# SUPPLIED DATA:
++++++++++++++++++++
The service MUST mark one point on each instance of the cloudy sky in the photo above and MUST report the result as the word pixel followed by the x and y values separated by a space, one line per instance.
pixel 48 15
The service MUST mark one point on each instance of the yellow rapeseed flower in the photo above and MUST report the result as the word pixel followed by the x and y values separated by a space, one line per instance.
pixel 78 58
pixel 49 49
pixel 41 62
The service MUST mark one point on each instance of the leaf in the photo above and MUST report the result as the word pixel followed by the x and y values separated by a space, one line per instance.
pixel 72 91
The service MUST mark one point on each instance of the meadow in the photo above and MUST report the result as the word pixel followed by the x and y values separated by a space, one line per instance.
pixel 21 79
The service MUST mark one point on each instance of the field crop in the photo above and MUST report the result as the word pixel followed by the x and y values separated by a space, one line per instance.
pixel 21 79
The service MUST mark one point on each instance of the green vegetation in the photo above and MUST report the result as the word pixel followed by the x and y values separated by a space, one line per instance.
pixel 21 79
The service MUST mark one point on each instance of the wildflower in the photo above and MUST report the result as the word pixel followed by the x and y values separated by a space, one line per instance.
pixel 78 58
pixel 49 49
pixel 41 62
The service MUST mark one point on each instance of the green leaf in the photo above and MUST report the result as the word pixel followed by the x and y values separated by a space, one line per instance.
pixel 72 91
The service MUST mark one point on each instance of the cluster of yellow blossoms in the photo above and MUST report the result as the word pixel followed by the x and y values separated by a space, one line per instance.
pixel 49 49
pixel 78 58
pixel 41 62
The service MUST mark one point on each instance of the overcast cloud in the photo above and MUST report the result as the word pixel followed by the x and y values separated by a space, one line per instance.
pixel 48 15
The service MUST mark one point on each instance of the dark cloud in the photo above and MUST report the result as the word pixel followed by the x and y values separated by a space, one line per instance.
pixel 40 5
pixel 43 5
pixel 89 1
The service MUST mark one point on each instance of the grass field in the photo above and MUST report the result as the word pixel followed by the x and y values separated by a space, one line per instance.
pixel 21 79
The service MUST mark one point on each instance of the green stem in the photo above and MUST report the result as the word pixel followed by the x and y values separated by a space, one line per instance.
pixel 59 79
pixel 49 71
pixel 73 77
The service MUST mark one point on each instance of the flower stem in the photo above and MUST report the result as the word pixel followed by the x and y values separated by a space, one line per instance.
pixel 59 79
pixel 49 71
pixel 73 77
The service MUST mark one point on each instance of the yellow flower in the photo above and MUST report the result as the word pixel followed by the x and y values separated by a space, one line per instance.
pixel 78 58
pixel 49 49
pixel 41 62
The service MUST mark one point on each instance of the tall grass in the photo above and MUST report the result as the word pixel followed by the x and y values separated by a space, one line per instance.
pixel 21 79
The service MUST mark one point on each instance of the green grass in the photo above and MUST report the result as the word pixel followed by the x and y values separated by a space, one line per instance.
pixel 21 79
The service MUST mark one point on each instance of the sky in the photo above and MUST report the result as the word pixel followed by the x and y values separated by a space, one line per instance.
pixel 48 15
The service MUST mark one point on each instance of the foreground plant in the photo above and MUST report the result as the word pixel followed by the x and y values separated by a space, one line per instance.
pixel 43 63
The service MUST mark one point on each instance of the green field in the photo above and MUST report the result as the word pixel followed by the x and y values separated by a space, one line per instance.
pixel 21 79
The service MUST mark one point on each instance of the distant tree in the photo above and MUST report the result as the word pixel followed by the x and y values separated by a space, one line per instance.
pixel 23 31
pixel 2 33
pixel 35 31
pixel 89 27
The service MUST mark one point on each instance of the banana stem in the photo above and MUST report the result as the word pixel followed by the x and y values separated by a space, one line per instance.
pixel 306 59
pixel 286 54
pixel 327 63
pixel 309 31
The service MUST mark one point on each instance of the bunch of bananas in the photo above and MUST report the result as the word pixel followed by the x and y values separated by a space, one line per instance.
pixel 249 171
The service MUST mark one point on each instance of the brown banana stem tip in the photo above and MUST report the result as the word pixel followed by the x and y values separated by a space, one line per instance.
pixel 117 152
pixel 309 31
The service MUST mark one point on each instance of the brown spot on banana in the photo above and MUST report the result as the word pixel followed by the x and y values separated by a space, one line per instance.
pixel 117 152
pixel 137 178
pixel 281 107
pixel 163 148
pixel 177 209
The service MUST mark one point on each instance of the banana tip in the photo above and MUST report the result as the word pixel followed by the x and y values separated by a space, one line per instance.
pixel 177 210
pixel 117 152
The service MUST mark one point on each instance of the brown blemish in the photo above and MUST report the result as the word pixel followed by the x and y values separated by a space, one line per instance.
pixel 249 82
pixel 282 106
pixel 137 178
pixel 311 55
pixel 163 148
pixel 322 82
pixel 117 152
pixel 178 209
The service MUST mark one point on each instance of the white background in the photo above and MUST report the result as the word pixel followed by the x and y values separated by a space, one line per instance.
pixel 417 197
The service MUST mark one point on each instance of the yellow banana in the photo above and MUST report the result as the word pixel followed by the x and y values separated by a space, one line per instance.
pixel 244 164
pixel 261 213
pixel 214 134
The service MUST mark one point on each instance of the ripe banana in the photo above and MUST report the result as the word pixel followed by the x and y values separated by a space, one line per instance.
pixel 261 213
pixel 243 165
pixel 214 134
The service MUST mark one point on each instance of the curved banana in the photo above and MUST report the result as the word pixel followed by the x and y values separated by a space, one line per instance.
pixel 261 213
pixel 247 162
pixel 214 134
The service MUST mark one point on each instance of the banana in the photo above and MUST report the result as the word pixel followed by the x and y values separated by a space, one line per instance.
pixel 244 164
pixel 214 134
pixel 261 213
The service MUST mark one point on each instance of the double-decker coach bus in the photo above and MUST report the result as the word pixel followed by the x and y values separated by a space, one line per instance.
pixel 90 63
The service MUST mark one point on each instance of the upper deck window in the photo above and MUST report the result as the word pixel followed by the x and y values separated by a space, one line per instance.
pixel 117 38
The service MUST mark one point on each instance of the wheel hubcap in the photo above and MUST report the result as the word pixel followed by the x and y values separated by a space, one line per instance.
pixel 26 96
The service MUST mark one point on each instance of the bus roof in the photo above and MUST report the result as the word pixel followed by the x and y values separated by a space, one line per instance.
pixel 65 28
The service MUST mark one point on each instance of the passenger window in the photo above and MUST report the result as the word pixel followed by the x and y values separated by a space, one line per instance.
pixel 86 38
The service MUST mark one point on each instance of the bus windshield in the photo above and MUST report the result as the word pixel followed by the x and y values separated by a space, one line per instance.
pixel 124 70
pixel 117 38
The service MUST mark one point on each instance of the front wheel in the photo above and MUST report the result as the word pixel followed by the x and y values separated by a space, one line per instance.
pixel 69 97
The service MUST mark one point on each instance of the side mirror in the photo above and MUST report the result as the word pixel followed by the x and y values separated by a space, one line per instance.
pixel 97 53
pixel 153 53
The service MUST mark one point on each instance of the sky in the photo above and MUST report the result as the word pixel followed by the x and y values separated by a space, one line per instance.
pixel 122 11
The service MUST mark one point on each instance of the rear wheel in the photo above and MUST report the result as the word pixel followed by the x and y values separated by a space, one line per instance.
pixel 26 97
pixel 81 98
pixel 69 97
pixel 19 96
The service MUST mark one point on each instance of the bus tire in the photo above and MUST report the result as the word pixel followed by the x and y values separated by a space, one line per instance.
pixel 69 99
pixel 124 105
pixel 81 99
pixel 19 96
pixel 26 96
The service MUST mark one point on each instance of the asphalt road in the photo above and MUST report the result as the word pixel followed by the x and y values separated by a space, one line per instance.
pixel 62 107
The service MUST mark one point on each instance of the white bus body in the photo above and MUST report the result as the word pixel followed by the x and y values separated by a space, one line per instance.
++++++++++++++++++++
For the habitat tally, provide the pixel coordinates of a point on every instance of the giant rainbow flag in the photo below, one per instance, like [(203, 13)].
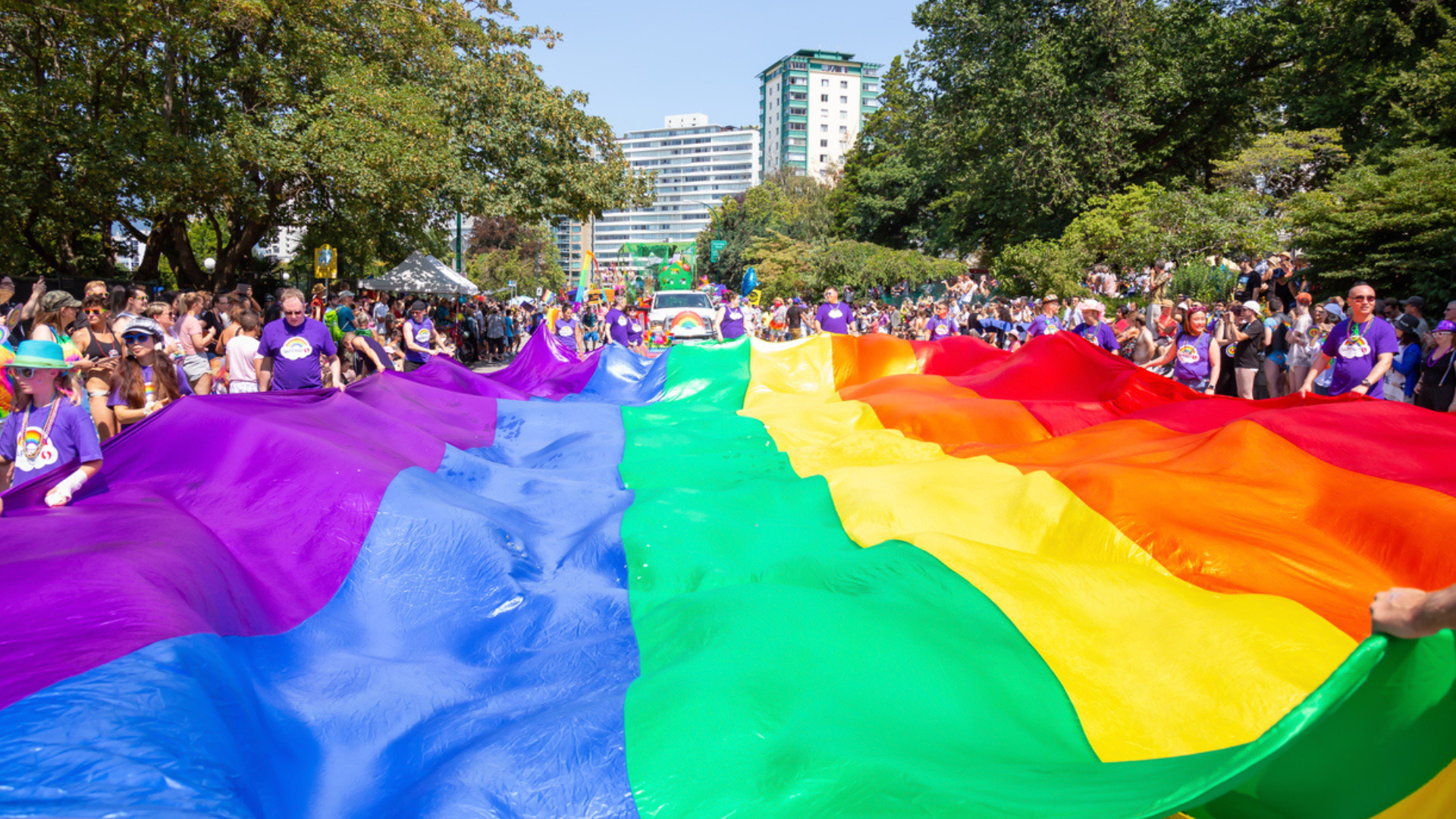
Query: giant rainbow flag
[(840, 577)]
++++++++++++++++++++
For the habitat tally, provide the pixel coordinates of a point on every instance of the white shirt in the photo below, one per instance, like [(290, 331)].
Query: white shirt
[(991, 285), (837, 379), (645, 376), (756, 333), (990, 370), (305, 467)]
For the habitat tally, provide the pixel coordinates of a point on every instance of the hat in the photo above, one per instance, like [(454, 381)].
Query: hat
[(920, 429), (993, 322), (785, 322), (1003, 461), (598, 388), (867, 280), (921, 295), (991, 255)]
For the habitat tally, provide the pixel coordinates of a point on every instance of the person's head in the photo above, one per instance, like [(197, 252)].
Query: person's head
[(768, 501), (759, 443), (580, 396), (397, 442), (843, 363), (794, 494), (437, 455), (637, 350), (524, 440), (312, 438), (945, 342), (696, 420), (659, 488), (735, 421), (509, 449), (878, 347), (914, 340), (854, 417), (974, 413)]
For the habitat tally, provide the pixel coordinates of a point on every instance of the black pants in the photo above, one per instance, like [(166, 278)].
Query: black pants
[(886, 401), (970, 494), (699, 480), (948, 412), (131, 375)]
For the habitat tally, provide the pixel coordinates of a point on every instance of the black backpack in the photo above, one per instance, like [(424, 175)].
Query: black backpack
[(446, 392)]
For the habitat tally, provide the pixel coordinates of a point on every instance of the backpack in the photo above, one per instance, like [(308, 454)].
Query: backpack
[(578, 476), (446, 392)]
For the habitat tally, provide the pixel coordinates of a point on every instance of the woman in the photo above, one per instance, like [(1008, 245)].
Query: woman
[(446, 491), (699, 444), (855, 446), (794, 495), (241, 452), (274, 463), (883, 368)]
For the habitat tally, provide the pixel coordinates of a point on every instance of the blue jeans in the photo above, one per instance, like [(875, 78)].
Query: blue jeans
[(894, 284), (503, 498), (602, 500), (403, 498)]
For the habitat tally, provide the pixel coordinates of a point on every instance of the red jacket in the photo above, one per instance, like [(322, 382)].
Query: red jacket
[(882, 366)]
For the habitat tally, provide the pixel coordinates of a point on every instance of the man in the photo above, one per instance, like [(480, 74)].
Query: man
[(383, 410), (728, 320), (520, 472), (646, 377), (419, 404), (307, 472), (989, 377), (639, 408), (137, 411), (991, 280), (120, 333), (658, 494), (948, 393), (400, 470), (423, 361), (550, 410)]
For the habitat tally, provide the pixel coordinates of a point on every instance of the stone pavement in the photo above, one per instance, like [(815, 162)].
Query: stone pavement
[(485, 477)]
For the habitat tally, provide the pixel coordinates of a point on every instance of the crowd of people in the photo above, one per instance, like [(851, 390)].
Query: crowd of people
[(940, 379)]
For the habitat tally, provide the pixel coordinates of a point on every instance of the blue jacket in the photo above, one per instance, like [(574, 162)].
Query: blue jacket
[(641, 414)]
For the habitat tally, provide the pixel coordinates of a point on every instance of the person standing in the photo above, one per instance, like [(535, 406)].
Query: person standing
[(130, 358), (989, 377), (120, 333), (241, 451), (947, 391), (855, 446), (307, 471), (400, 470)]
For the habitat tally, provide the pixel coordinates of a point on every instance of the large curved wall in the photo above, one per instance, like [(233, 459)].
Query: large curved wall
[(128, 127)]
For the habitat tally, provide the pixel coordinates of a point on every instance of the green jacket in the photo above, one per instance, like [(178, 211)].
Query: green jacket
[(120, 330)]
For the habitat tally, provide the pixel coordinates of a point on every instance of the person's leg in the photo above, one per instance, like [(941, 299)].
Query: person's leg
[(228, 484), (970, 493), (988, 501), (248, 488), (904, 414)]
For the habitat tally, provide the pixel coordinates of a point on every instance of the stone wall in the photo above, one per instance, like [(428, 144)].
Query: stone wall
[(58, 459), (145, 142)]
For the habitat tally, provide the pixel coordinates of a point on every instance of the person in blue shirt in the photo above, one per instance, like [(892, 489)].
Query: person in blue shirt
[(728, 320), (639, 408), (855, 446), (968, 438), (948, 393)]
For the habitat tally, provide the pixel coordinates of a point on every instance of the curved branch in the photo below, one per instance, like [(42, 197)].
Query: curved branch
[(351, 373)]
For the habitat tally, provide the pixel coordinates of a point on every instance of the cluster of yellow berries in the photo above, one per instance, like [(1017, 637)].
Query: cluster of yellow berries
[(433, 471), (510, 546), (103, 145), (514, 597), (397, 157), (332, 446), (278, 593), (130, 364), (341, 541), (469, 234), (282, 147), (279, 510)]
++++++++++++++++++++
Print only what lies in the material above starting at the line with "like [(941, 299)]." and ending at the line with "like [(892, 489)].", every line exactly as given.

For the habitat tally, provide the pixel coordinates of a point on every instance of the person's leg in the photo above, one per instance, like [(941, 299)].
Query: person's leg
[(228, 484), (970, 493), (988, 501), (248, 488), (904, 414)]
For the habitat tally, provide the pixel coordinates of a point on every instance of the stone wall in the photo above, one per instance, like [(428, 144)].
Query: stone wall
[(58, 459), (145, 142)]
For the habitat tally, provide the pixel coordinates of a point on every instance of the person in blue shirt in the photo above, one per instance, like [(892, 489)].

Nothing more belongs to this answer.